◆ Document extract:
· · ·
An 8.2-magnitude earthquake off the coast of Alaska prompted a tsunami warning for parts of the state late Wednesday night.

An earthquake was detected about 75 miles southeast of Chignik, Alaska, said the National Tsunami Warning Center, which issued the warning.

The warning was in effect for south Alaska and the Alaska Peninsula and the Aleutian Islands, said the Weather Service in Palmer, Alaska, which warned that “widespread hazardous tsunami waves are possible,” based on the preliminary parameters of the quake.

In Alaska, just before midnight local time, a buoy near Sand Point measured a rise in water level of about six inches. Another near Old Harbor on Kodiak Island measured just over eight inches.
· · ·
(Extracted data entries)
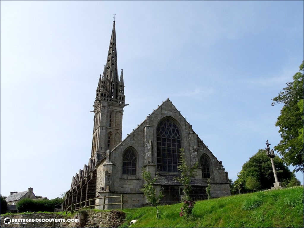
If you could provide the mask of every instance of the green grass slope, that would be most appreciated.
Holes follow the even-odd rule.
[[[303,227],[303,186],[260,192],[196,202],[193,217],[179,216],[181,204],[160,207],[156,219],[152,207],[124,210],[127,213],[122,227]]]

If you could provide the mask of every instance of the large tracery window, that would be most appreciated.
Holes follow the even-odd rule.
[[[123,174],[136,174],[136,154],[132,148],[127,149],[123,156]]]
[[[209,159],[205,154],[203,154],[199,159],[199,164],[202,168],[202,174],[203,178],[210,177],[210,164]]]
[[[157,169],[163,172],[178,172],[181,137],[177,126],[166,119],[157,126],[156,131]]]

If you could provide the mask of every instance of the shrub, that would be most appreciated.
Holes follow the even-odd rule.
[[[153,185],[158,178],[158,173],[157,172],[155,174],[155,177],[152,178],[151,177],[150,172],[147,170],[147,167],[145,166],[143,168],[141,176],[146,181],[146,183],[144,185],[143,188],[140,189],[140,191],[147,198],[147,202],[156,208],[157,210],[156,218],[159,218],[158,208],[157,206],[159,205],[160,201],[164,197],[164,195],[161,191],[157,195],[156,190]]]
[[[181,172],[181,177],[175,177],[173,180],[180,182],[184,187],[183,192],[185,195],[181,199],[183,205],[183,207],[181,208],[181,211],[179,214],[183,219],[188,219],[192,216],[192,211],[195,204],[190,197],[192,188],[190,181],[191,178],[195,175],[195,170],[198,167],[199,164],[196,162],[192,167],[189,167],[187,164],[186,154],[183,148],[180,150],[180,154],[181,157],[179,159],[179,165],[177,168]]]
[[[33,200],[31,199],[24,199],[17,203],[17,209],[19,212],[27,211],[53,212],[55,209],[55,206],[60,204],[60,200],[57,199],[50,200]]]
[[[206,192],[207,194],[207,195],[208,196],[208,200],[211,199],[211,193],[210,193],[211,192],[211,185],[210,184],[210,180],[211,179],[211,177],[208,179],[208,180],[207,181],[207,184],[208,185],[206,187]]]
[[[2,195],[0,196],[0,213],[4,214],[7,210],[7,203],[5,198]]]

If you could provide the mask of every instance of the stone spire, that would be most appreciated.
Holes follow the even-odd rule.
[[[120,74],[120,79],[118,83],[119,91],[118,99],[119,100],[124,100],[125,95],[124,94],[125,85],[123,84],[123,69],[121,69]]]
[[[119,84],[123,85],[123,70],[122,69],[121,69],[121,73],[120,73],[120,79],[119,81]]]
[[[107,88],[108,97],[117,99],[118,93],[118,75],[117,67],[117,54],[116,52],[116,34],[115,21],[111,35],[109,51],[107,58],[105,74],[103,76],[107,79],[106,88]]]

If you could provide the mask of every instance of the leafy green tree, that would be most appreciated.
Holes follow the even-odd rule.
[[[278,117],[275,126],[279,128],[282,140],[274,147],[282,156],[288,165],[295,167],[294,171],[304,172],[303,136],[303,63],[300,66],[300,71],[293,76],[293,81],[286,83],[278,95],[272,99],[273,106],[282,104],[281,115]]]
[[[256,178],[249,176],[246,179],[246,188],[248,189],[257,190],[261,188],[261,185]]]
[[[290,180],[295,176],[277,155],[273,159],[279,181]],[[249,182],[247,183],[248,181]],[[244,187],[242,189],[243,192],[246,192],[246,190],[268,189],[273,186],[275,180],[272,167],[270,159],[266,155],[265,150],[259,150],[256,154],[249,158],[249,161],[243,165],[242,171],[238,175],[238,178],[235,183],[239,181],[242,184],[240,185],[241,188],[242,186]],[[260,183],[259,186],[257,182]],[[255,187],[252,188],[253,186]],[[240,192],[240,190],[239,192]]]
[[[158,218],[158,209],[157,206],[159,205],[160,201],[164,197],[164,195],[161,191],[160,191],[158,195],[157,194],[156,190],[153,186],[153,184],[158,178],[158,173],[157,173],[155,177],[152,178],[151,177],[150,172],[147,171],[147,167],[144,167],[143,169],[141,176],[146,181],[146,183],[144,185],[143,188],[140,189],[140,191],[147,197],[147,202],[151,204],[156,208],[157,210],[156,218]]]
[[[237,178],[235,180],[233,184],[233,188],[234,191],[237,190],[239,192],[239,194],[241,194],[241,190],[244,188],[244,181],[243,180],[243,173],[244,172],[242,170],[240,172],[240,173],[237,173]]]
[[[7,203],[5,200],[5,197],[0,195],[0,213],[4,214],[7,210]]]
[[[183,205],[181,208],[181,212],[180,214],[181,217],[186,219],[190,218],[192,214],[192,211],[195,202],[194,202],[190,196],[192,188],[190,181],[191,178],[195,175],[195,170],[199,166],[199,163],[196,162],[193,167],[189,167],[187,164],[186,160],[186,153],[183,148],[180,150],[181,155],[179,159],[179,165],[177,167],[178,170],[181,172],[181,177],[175,177],[173,178],[175,181],[180,182],[184,186],[183,191],[185,196],[182,199]]]

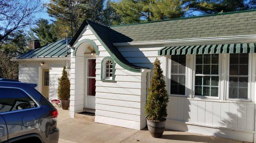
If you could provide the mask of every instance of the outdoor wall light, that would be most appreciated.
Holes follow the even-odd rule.
[[[93,55],[93,54],[95,53],[96,53],[95,51],[94,50],[93,50],[91,52],[90,54],[91,54],[91,55]]]
[[[43,65],[44,65],[44,62],[41,62],[41,63],[40,63],[40,65],[41,65],[41,66],[43,66]]]

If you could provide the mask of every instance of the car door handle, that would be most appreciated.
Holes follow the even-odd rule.
[[[27,127],[32,126],[36,123],[36,119],[34,115],[24,117],[22,118],[23,126]]]

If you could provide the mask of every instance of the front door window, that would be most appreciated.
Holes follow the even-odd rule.
[[[96,59],[88,59],[87,72],[87,95],[95,96],[96,87]]]

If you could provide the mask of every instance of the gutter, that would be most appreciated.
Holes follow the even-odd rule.
[[[221,42],[221,44],[225,44],[225,43],[248,42],[255,42],[255,41],[256,41],[256,34],[214,37],[189,38],[159,41],[114,43],[113,43],[113,45],[115,46],[118,47],[155,44],[180,45],[181,44],[183,44],[184,45],[186,45],[195,43],[203,43],[203,44],[215,44],[216,42]],[[209,43],[206,43],[207,42]]]
[[[35,58],[24,59],[12,59],[12,61],[60,61],[70,60],[70,57],[58,57],[58,58]]]

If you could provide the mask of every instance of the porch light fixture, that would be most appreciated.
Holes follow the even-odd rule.
[[[41,66],[43,66],[43,65],[44,65],[44,62],[41,62],[41,63],[40,63],[40,65],[41,65]]]

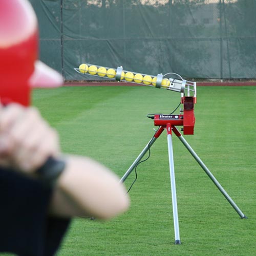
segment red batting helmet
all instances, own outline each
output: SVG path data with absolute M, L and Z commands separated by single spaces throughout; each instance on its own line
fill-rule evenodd
M 61 76 L 38 60 L 38 25 L 27 0 L 0 1 L 0 100 L 28 105 L 31 87 L 55 87 Z

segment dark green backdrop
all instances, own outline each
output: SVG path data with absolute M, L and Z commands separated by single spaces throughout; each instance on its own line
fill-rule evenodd
M 66 80 L 82 62 L 196 79 L 256 77 L 255 0 L 30 0 L 40 58 Z

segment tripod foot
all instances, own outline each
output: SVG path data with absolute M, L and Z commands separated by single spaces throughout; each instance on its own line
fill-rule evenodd
M 181 244 L 180 240 L 175 240 L 175 244 Z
· · ·
◆ Exercise instructions:
1 – Reproduce the rows verbatim, from the line containing "segment red batting helmet" through the last line of the rows, both included.
2 – Pick up the report on the Alaska earthquake and tsunami warning after its final sentence and write what comes next.

◆ Task-by-task answers:
1 –
segment red batting helmet
all instances, own outline each
output: SVG path data with absolute M, L and Z commands separated by single spaces throughout; each instance on its own line
fill-rule evenodd
M 61 76 L 38 60 L 38 25 L 27 0 L 0 1 L 0 100 L 28 105 L 31 87 L 55 87 Z

segment dark green backdrop
all instances, own outline each
output: SVG path data with absolute M, L and Z commands separated by single spaces throughout; each instance on its own line
fill-rule evenodd
M 66 80 L 82 62 L 196 79 L 256 77 L 255 0 L 30 0 L 40 58 Z

segment tripod foot
all instances, own outline each
output: SVG path data with absolute M, L and Z commands separated by single spaces throughout; each instance on its own line
fill-rule evenodd
M 181 244 L 180 240 L 175 240 L 175 244 Z

2 –
A tsunami watch was also briefly issued for Hawaii and canceled a little over an hour later, the governor said on Twitter.

In Kodiak, where the earthquake could be felt, tsunami sirens blared and people began moving to higher ground.

Perryville, Alaska, with a population of 113, is 57 miles northwest of the quake’s epicenter, the United States Geological Survey said. Anchorage, with a population of nearly 300,000, was about 500 miles north northeast.

Since 1990, there have been 17 earthquakes of 8.2 magnitude or higher, according to U.S.G.S. data.